- [PROBLEM DESCRIPTION]:
When you reach the line containing "pants in the photo above." in the data below, reproduce it and every line that follows, exactly and without additions.

- [INPUT MATERIAL]:
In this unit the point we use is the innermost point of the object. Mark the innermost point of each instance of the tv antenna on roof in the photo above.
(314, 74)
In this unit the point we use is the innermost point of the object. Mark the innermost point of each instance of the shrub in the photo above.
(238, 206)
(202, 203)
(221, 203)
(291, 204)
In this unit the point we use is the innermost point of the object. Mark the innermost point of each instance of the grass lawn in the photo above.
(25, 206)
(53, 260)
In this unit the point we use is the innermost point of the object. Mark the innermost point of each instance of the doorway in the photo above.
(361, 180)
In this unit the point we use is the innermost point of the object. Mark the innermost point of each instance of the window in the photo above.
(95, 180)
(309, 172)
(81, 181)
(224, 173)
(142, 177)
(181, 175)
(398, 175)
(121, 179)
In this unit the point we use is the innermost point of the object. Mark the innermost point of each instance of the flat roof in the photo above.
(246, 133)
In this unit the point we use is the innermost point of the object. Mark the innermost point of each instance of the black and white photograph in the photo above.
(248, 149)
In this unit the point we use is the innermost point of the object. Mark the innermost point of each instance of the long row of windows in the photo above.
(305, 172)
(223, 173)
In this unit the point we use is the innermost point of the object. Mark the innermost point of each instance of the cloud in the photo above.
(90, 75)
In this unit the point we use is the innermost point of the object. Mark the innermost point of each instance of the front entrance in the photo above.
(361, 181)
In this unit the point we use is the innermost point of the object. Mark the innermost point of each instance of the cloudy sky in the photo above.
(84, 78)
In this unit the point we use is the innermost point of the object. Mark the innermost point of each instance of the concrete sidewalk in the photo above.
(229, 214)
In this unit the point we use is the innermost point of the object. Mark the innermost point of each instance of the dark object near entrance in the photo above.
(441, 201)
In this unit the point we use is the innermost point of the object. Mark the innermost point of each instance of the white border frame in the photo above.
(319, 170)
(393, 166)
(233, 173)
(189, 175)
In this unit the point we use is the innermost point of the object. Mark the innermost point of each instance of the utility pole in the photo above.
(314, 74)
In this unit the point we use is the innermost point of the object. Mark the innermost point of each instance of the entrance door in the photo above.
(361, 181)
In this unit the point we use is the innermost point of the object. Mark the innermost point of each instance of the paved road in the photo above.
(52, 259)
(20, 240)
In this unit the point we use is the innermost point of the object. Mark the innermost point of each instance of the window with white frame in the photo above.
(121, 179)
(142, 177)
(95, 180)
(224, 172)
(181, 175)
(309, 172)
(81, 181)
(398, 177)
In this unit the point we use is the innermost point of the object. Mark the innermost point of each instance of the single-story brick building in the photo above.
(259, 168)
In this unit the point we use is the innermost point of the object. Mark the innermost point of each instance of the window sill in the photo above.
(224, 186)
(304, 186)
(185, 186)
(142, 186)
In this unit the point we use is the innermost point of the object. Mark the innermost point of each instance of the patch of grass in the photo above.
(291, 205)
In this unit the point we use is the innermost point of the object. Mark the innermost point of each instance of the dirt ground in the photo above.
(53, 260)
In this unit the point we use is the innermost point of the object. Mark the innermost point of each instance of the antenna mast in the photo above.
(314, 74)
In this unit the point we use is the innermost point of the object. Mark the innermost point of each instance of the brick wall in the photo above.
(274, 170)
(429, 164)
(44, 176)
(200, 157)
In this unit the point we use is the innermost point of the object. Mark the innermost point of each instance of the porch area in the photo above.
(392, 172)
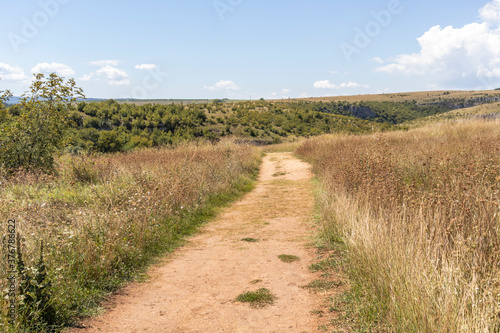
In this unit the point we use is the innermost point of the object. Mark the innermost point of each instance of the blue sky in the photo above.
(243, 48)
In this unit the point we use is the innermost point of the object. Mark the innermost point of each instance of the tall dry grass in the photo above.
(103, 219)
(418, 215)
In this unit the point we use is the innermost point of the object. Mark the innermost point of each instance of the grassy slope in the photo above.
(492, 109)
(420, 97)
(415, 216)
(102, 220)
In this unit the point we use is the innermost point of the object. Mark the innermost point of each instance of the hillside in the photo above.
(486, 111)
(421, 97)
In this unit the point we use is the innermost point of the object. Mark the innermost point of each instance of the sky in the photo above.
(241, 49)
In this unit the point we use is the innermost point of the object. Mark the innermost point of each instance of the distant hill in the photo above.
(421, 97)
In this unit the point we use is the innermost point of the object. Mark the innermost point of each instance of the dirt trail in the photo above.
(195, 288)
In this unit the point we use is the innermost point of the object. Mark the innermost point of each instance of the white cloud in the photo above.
(103, 63)
(12, 73)
(491, 13)
(459, 56)
(113, 76)
(108, 73)
(145, 66)
(223, 85)
(46, 68)
(87, 77)
(326, 84)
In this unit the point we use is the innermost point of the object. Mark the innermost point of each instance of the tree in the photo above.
(30, 140)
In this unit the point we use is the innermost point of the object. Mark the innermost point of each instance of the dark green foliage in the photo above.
(36, 312)
(30, 140)
(110, 126)
(382, 112)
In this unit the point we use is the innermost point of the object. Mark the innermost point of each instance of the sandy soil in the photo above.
(194, 289)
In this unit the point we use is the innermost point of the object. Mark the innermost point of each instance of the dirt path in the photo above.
(195, 289)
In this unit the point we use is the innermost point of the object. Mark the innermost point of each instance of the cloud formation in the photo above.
(46, 68)
(467, 56)
(145, 66)
(12, 73)
(223, 85)
(108, 73)
(103, 63)
(326, 84)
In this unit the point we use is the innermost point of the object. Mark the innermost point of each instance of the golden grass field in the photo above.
(417, 215)
(420, 97)
(103, 219)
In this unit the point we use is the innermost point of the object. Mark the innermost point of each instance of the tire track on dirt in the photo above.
(195, 288)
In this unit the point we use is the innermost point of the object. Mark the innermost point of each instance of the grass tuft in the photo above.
(288, 258)
(249, 240)
(257, 299)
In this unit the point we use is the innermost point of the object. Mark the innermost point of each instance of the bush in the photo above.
(30, 140)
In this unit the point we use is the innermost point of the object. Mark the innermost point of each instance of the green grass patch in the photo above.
(249, 240)
(288, 258)
(257, 299)
(324, 265)
(322, 285)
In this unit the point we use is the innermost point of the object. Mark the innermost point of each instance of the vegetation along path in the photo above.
(195, 290)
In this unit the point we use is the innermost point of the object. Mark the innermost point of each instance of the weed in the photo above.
(288, 258)
(322, 285)
(416, 217)
(257, 299)
(249, 240)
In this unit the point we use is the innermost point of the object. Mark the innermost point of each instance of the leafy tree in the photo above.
(4, 97)
(30, 140)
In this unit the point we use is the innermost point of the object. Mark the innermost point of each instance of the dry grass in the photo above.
(420, 96)
(103, 219)
(418, 213)
(486, 111)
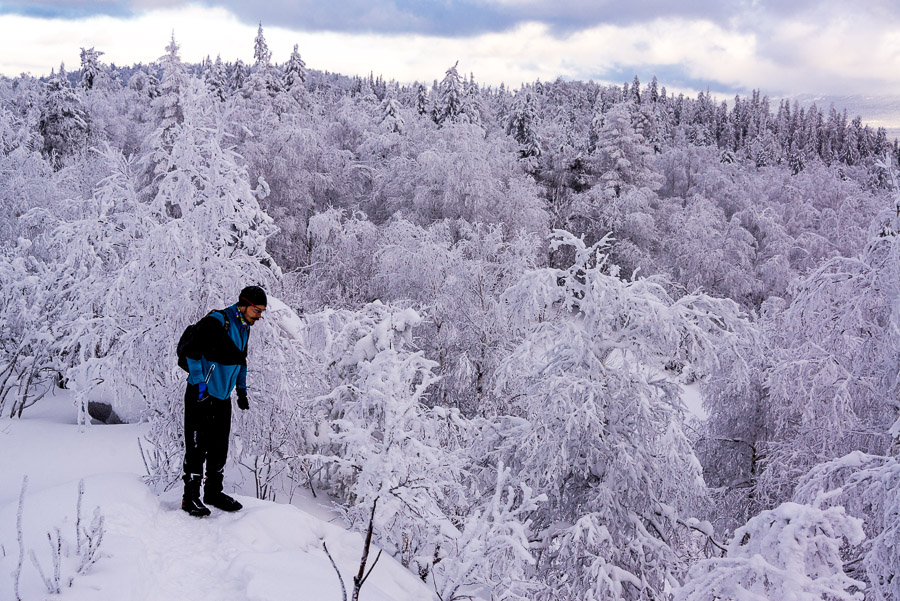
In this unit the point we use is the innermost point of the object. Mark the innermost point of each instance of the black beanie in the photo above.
(252, 295)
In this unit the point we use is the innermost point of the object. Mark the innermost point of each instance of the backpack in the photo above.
(186, 342)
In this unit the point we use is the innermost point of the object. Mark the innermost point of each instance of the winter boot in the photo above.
(221, 501)
(213, 495)
(190, 502)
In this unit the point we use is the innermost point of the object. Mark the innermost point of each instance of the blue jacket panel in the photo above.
(222, 355)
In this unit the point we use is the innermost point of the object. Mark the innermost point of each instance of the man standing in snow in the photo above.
(217, 363)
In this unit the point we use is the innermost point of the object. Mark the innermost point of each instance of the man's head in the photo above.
(252, 303)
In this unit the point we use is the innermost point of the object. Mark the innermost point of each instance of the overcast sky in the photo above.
(782, 47)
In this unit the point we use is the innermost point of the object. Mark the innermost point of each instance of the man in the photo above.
(217, 363)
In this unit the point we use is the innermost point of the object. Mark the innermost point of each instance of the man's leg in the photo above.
(195, 434)
(217, 454)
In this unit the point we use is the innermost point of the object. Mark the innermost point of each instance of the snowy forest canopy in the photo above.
(501, 292)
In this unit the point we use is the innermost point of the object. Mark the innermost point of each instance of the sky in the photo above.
(781, 47)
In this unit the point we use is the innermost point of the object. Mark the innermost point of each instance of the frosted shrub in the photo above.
(869, 487)
(790, 552)
(598, 430)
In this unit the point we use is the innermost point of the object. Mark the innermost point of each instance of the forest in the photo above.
(503, 293)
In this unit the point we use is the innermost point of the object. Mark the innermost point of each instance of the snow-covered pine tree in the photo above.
(790, 552)
(598, 430)
(294, 71)
(217, 79)
(92, 69)
(64, 124)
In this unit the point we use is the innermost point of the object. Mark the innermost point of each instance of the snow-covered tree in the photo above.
(217, 79)
(294, 71)
(64, 123)
(791, 552)
(92, 70)
(598, 430)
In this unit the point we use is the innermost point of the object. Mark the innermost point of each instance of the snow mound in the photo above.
(151, 550)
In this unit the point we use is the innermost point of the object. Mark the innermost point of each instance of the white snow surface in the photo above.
(151, 550)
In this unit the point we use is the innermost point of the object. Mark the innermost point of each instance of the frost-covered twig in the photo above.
(18, 573)
(52, 582)
(334, 565)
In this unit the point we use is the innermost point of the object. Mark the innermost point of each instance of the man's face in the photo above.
(252, 313)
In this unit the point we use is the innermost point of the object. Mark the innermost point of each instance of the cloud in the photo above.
(448, 18)
(846, 51)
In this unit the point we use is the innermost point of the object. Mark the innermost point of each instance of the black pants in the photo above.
(207, 428)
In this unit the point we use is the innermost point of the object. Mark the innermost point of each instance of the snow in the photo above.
(151, 550)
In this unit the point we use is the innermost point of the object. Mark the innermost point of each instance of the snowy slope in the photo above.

- [FINISHED TASK]:
In this unit the point we use is the innermost point of the object. Mark the innermost point of each instance of the black pants in the photo above.
(207, 428)
In this unit the point we use is the innermost point of the object. Mark the innermost point of each instance of the snow in the photo above.
(151, 550)
In this unit the point we use is the innermost point of the object. Mark the innermost point of each instance of the snowy slope in the photo above.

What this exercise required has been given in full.